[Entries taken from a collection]
════════

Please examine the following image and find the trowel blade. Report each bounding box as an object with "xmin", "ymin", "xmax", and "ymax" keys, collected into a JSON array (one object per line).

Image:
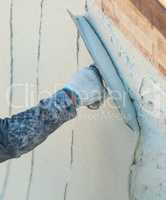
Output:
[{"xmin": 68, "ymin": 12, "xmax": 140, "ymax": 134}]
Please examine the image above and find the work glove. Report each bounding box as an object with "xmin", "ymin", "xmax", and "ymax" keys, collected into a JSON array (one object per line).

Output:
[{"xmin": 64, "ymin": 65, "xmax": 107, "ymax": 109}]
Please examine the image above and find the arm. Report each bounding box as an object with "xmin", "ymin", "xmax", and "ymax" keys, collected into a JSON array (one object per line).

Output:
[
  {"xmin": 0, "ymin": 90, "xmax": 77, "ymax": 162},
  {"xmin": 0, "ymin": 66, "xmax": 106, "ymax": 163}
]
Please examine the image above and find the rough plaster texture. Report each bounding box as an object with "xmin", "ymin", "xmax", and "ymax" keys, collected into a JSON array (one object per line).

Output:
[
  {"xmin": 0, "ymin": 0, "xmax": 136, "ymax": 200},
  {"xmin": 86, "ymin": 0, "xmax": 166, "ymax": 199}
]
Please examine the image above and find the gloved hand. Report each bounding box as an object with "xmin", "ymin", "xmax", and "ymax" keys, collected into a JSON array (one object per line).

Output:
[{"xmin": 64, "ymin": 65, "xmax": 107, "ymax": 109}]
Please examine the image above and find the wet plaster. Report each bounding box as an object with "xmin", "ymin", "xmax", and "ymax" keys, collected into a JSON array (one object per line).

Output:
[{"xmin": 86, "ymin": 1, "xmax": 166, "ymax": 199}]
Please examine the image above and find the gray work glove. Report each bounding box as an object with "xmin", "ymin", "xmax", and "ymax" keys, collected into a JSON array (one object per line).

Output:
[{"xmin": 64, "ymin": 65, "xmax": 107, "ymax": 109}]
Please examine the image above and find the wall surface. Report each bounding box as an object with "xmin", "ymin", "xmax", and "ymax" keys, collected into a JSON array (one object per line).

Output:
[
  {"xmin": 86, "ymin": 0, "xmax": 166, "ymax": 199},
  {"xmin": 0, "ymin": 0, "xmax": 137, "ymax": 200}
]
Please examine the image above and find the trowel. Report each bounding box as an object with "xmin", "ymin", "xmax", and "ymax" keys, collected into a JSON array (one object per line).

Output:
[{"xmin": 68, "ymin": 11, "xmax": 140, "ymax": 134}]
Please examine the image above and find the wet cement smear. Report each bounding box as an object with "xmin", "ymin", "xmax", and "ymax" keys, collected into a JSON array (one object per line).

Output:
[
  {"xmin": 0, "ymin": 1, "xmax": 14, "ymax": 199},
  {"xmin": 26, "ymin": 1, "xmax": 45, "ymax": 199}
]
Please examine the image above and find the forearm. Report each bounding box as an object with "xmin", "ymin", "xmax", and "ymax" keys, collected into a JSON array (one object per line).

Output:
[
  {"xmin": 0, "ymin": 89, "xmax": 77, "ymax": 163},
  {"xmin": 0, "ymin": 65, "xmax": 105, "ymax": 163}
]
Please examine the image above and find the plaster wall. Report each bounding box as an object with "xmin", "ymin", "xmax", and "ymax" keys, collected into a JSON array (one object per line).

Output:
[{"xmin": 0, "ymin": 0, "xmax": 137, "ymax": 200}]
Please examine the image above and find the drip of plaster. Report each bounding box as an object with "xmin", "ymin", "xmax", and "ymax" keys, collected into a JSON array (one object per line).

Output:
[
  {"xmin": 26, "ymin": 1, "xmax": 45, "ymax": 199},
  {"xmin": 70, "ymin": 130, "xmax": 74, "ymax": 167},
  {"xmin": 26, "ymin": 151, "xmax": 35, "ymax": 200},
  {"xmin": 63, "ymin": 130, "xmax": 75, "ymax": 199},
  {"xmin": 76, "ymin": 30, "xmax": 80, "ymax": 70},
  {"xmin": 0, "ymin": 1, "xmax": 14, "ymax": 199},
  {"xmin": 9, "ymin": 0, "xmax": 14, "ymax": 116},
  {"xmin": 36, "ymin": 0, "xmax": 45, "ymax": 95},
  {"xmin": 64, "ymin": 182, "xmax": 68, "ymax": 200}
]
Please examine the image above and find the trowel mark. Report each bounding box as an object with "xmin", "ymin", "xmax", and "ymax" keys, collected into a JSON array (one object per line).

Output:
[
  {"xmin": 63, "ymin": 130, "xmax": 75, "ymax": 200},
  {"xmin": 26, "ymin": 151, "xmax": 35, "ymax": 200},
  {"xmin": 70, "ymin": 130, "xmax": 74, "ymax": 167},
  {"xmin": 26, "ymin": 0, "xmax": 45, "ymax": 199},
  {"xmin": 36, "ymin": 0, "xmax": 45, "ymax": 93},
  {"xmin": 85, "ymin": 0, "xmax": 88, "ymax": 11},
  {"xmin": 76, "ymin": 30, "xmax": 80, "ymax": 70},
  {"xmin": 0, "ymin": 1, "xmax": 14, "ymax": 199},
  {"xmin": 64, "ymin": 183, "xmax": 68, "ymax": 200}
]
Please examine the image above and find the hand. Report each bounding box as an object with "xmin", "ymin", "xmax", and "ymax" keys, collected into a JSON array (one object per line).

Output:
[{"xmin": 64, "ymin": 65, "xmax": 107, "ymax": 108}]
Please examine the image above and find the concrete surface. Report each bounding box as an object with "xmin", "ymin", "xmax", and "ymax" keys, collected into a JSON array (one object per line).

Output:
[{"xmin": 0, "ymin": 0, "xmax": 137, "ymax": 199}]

════════

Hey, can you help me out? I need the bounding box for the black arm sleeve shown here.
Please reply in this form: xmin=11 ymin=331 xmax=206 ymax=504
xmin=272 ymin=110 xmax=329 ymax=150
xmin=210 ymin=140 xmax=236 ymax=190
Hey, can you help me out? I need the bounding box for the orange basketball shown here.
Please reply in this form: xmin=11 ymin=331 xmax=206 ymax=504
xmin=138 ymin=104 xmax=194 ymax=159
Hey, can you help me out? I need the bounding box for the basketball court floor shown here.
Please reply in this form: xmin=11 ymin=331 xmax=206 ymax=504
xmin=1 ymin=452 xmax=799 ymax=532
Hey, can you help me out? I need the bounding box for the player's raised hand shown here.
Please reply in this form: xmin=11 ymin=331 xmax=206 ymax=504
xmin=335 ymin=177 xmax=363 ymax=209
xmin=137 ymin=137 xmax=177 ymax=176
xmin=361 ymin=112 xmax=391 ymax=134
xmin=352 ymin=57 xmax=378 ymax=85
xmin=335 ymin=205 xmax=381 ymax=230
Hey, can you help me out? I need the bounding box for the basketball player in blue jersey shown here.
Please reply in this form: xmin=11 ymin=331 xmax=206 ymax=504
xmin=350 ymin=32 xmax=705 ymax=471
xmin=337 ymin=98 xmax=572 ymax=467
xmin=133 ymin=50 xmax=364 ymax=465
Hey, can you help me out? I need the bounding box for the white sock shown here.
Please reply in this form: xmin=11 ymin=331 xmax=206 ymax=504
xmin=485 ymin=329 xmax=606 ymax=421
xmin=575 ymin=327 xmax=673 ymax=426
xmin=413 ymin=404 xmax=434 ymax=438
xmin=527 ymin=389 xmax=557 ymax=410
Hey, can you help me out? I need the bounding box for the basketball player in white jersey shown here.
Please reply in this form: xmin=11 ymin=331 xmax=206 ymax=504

════════

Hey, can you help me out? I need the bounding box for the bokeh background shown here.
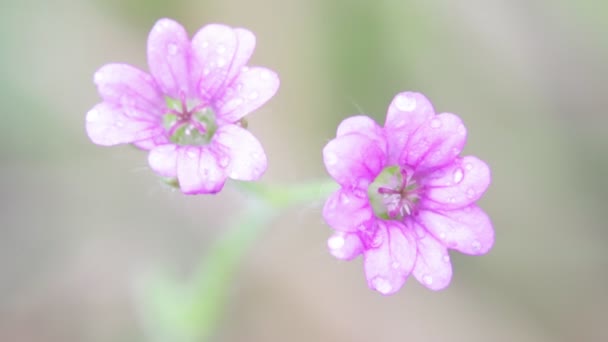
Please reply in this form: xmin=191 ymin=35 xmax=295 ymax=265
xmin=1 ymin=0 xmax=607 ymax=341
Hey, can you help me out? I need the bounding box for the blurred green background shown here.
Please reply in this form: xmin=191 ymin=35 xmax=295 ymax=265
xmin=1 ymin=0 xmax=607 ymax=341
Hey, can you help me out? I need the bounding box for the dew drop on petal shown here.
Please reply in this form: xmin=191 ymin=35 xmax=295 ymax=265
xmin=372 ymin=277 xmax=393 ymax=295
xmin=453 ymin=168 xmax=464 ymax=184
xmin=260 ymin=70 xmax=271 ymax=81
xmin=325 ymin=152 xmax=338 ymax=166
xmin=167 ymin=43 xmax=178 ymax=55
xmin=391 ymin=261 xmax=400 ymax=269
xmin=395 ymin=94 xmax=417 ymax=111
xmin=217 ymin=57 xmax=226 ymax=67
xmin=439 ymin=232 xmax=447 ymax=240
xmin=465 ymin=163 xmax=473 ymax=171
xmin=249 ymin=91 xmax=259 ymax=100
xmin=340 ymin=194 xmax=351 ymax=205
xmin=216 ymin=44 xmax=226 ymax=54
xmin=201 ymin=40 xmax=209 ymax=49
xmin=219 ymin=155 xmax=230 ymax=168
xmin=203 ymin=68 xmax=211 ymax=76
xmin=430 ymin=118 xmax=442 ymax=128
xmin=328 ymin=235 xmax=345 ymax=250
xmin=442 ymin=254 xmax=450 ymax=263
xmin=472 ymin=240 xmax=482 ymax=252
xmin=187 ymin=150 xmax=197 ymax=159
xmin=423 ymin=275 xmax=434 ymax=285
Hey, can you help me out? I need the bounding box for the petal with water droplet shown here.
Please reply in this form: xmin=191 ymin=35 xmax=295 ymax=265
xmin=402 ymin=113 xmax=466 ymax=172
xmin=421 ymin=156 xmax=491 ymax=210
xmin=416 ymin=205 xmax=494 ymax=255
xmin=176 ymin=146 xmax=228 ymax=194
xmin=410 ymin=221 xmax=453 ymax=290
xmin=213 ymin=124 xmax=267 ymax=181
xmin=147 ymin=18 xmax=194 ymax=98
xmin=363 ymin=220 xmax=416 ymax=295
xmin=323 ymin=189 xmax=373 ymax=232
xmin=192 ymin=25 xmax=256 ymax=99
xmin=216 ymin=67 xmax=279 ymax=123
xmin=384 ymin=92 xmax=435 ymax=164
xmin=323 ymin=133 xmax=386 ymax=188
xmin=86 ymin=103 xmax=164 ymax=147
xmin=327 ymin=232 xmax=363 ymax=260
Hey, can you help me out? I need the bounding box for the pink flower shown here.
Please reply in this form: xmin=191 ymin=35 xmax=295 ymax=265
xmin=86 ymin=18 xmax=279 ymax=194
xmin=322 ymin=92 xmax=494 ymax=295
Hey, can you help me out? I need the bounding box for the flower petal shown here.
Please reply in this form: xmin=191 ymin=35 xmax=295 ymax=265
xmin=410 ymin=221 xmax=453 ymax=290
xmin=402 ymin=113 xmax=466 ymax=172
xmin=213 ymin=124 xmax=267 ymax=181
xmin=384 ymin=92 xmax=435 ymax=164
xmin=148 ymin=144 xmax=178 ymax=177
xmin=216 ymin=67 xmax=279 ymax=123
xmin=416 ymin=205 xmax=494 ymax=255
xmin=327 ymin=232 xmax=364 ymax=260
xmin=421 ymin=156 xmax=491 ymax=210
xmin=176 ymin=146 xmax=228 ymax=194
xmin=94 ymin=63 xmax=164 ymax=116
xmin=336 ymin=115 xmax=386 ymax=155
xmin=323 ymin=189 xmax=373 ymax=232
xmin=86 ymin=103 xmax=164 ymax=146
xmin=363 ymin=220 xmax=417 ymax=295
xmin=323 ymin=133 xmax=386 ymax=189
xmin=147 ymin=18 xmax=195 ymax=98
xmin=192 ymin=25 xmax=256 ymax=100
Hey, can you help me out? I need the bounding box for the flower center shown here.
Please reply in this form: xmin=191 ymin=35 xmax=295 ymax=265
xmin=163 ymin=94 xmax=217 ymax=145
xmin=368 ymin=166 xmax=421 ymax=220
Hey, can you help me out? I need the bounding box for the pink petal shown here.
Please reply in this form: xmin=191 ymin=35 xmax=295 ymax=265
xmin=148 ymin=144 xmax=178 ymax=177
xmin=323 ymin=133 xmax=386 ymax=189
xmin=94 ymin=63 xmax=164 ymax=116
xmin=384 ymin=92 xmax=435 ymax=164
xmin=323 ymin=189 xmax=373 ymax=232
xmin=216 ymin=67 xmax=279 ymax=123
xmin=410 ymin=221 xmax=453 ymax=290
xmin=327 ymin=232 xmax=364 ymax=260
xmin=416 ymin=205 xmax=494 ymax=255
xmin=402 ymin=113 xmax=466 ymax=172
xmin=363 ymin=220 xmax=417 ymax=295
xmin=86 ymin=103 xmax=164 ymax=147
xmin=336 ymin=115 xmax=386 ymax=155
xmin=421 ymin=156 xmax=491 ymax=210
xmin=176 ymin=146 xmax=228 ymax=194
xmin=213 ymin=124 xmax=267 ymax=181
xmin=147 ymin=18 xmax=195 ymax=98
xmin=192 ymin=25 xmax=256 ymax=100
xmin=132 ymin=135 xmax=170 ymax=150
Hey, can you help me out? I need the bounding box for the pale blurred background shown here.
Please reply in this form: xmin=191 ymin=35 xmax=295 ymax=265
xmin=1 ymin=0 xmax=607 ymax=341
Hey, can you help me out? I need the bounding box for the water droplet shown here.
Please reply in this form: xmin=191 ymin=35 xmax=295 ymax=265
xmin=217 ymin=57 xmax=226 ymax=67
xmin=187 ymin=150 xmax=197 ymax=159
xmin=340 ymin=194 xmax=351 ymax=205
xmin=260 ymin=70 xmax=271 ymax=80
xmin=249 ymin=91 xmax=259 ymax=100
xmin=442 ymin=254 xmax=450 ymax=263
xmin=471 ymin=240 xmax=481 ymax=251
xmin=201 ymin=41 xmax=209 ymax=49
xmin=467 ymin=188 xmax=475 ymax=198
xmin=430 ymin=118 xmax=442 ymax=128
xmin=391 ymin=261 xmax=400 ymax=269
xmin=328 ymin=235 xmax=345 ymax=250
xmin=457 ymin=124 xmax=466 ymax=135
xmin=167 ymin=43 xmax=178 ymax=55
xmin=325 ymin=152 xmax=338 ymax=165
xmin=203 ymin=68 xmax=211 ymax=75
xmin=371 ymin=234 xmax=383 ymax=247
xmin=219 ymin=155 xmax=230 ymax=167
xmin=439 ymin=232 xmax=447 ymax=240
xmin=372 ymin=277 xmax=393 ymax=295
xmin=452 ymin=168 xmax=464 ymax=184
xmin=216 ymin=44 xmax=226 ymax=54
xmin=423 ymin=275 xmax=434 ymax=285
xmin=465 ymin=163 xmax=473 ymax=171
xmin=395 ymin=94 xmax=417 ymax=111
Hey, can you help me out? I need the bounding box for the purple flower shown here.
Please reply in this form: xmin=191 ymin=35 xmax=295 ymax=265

════════

Give back, word for word, only the lines above from the line holding "green background shown here." to the line holding "on petal shown here.", both included.

Hey, can you help me out? I need the bounding box for the blurred green background shown here.
Please reply in this form: xmin=191 ymin=35 xmax=295 ymax=265
xmin=1 ymin=0 xmax=607 ymax=341
Hey, can you help me out? I need the bounding box for the dew drop on petal shown here.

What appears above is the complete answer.